**ЗАДАНИЕ A:** Воспроизведите без изменений записи, начиная со строки, содержащей "Reviewer note: confirm that every instance of the tree", и заканчивая последней записью, включая обе границы.

**ОТРЫВОК ДЛЯ ЧТЕНИЯ:**

__________________________________________________

20 января 1855 г. радикал Ребек выступил в палате общин с запросом: "Армия дошла до состояния, терзающего сердце нации... войска - без крыши над головой, без одежды, без пищи и без амуниции. Из 54 тыс. солдат, снаряженных, как никогда, осталось 14 тыс." Из них лишь 5 тыс. здоровых. Кавалерии не существует, последние оставшиеся лошади используются как тягло.
Выступавшие в прениях, длившихся 10 дней, добавили немало черной краски в обрисованную Ребеком мрачную картину. Приведем здесь лишь свидетельство А. Стаффорда о состоянии госпиталя в Балаклаве: грязь, спертый воздух; подушек и простыней нет; одеяла от умерших и заразных переходят к вновь поступившим больным; люди валяются на полу - совсем поблизости есть кровати, но "некому" их принести [54]. Кабинет Абердина потерпел сокрушительное поражение в палате и ушел в отставку. Королева попыталась было изыскать министерскую комбинацию без Пальмерстона во главе правительства, но неудачно. 6 февраля он "целовал руки" и стал первым лордом казначейства и премьер-министром. Недруги были в раздражении, в частности Дизраэли охарактеризовал его как "старого размалеванного шута, глухого, слепого, со вставными зубами, которые грозят вывалиться, когда он говорит" [55].
Старческие немощи Пальмерстона оппоненты сильно преувеличивали: перешагнув порог 70-летия, он сохранял бодрость и работоспособность и взял себе еще портфель военного министра.
Вместе с весенним солнцем в начале 1855 г. наладилось снабжение, в Соединенных Штатах удалось приобрести 100 тыс. винтовок Минье, в лагере под Севастополем вновь возрождался боевой дух.
В феврале того же года скончался Николай I, что породило надежду на скорое замирение, как обнаружилось ложную, его сын Александр не пожелал начать царствование с капитуляции. Грянула новая беда - несмотря на обуревавший британского обывателя патриотизм, идти под пули он не спешил. Кампания рекрутского набора провалилась, недостача кадров достигла 40 тыс. По старому обычаю следовало нанять иностранцев, лучше всего целую армию со штабом, чтобы не тратить время на ее подготовку. Взор Пальмерстона остановился на испанской - 60 тыс. солдат и офицеров хватит с избытком. Но в Мадриде ему отказали. Пам задумал тогда заполучить сардинское войско. Однако глава туринского кабинета граф Б.К. Кавур вынашивал иные планы. Он хотел ввести маленькую Сардинию в "концерт" великих держав, для чего надлежало вступить в Крымскую войну. Воевать следовало на правах союзника, а не наемника, и Кавур отказался принять щедрую британскую субсидию и взял деньги в качестве займа, подчеркивая самостоятельность своей страны. Итальянская дивизия в 15 тыс. штыков отправилась под Севастополь погибать в чужой и неведомой России. А британцам пришлось заняться неприятным и хлопотливым делом вербовки наемников поодиночке - в портах и на кораблях, в обход местных законов. Удалось организовать турецкий легион с английским офицерским составом.

__________________________________________________

**ИСХОДНЫЕ ЗАПИСИ:**
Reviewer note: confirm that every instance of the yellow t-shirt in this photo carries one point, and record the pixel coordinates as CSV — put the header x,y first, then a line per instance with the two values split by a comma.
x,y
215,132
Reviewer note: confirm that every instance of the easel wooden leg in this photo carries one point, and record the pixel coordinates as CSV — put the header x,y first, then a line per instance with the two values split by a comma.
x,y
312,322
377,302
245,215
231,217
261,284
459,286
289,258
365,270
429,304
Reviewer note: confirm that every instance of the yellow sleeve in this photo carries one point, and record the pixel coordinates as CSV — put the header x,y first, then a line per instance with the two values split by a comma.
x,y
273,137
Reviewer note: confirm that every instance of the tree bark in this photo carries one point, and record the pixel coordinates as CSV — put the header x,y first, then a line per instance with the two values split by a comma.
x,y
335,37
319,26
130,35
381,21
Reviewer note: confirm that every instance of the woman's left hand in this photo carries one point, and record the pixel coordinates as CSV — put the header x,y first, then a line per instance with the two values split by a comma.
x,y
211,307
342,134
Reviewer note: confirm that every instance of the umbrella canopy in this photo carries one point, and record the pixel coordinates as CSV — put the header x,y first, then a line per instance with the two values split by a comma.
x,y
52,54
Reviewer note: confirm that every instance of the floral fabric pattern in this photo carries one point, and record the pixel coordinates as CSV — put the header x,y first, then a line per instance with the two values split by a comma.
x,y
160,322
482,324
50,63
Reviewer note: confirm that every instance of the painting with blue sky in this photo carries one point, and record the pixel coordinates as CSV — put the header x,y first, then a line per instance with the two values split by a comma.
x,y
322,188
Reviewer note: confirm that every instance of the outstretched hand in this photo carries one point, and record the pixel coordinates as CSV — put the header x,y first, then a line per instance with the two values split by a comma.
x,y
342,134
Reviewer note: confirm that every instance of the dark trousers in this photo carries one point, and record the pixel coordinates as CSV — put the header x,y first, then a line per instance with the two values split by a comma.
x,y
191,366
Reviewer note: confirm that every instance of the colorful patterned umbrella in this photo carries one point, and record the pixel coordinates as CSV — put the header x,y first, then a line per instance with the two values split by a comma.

__________________________________________________

**ЗАДАНИЕ B:** Допишите продолжение отрывка о Крымской войне, начиная сразу после его последнего предложения.

**ОЖИДАЕМЫЙ РЕЗУЛЬТАТ A:**
Reviewer note: confirm that every instance of the tree bark in this photo carries one point, and record the pixel coordinates as CSV — put the header x,y first, then a line per instance with the two values split by a comma.
x,y
335,37
319,26
130,35
381,21
Reviewer note: confirm that every instance of the woman's left hand in this photo carries one point, and record the pixel coordinates as CSV — put the header x,y first, then a line per instance with the two values split by a comma.
x,y
211,307
342,134
Reviewer note: confirm that every instance of the umbrella canopy in this photo carries one point, and record the pixel coordinates as CSV — put the header x,y first, then a line per instance with the two values split by a comma.
x,y
52,54
Reviewer note: confirm that every instance of the floral fabric pattern in this photo carries one point, and record the pixel coordinates as CSV — put the header x,y first, then a line per instance with the two values split by a comma.
x,y
160,322
482,324
50,63
Reviewer note: confirm that every instance of the painting with blue sky in this photo carries one point, and record the pixel coordinates as CSV — put the header x,y first, then a line per instance with the two values split by a comma.
x,y
322,188
Reviewer note: confirm that every instance of the outstretched hand in this photo carries one point, and record the pixel coordinates as CSV — put the header x,y first, then a line per instance with the two values split by a comma.
x,y
342,134
Reviewer note: confirm that every instance of the dark trousers in this photo carries one point, and record the pixel coordinates as CSV — put the header x,y first, then a line per instance with the two values split by a comma.
x,y
191,366
Reviewer note: confirm that every instance of the colorful patterned umbrella in this photo carries one point, and record the pixel coordinates as CSV — put the header x,y first, then a line per instance with the two values split by a comma.

**ОЖИДАЕМЫЙ РЕЗУЛЬТАТ B:**
27 августа (8 сентября) 1855 г. французы после кровопролитного штурма взяли Малахов курган, ключ к обороне Севастополя. Англичане атаковали "Большой редут" (третий бастион): "Наступающие не выдержали огня русских и залегли; они были прижаты к земле... Через несколько минут они повернули и бросились назад, к своим линиям, оставив две с половиной тысячи товарищей убитыми и ранеными. Таков был бесславный конец осады" [56]. В тот же вечер российские войска покинули южную часть города и перебрались на северную сторону. На том военные действия фактически прекратились, вторгаться на просторы России охотников не находилось.
А перед Пальмерстоном возникла угроза мира. Император Наполеон, уложив под Севастополем почти 100 тыс. солдат, счел, что натаскал достаточно каштанов из огня в интересах британцев. На континент отправился глава Форин оффиса Дж. Кларендон - на разведку и с целью побудить союзников к новым военным усилиям (октябрь-ноябрь 1855 г.). В письмах жене он выразил всю степень своего разочарования и возмущения: не надо скрывать от себя - окончание войны "будет столь же популярно во Франции, как оно непопулярно у нас"; "эти французы рехнулись на почве страха и жульничества. Боюсь, что император столь же деморализован, как и его правительство" [57]. Пальмерстон выступил было в свойственном ему задиристом духе - Великобритания-де и одна с помощью Турции навяжет свою волю зарвавшимся московитам. Декларация не произвела ни малейшего впечатления. Пришлось смириться.
На мирном конгрессе первый британский делегат, тот же Кларендон, выступал в роли главного ястреба, а Луи Наполеон и его министр иностранных дел Валевский приняли голубиное обличье. С их помощью А.Ф. Орлову удалось отбиться от некоторых притязаний экстремистов - от нейтрализации не только Черного, но и Азовского моря, срытия укреплений Николаева, от требования о разрушения фортов вдоль Кавказского побережья.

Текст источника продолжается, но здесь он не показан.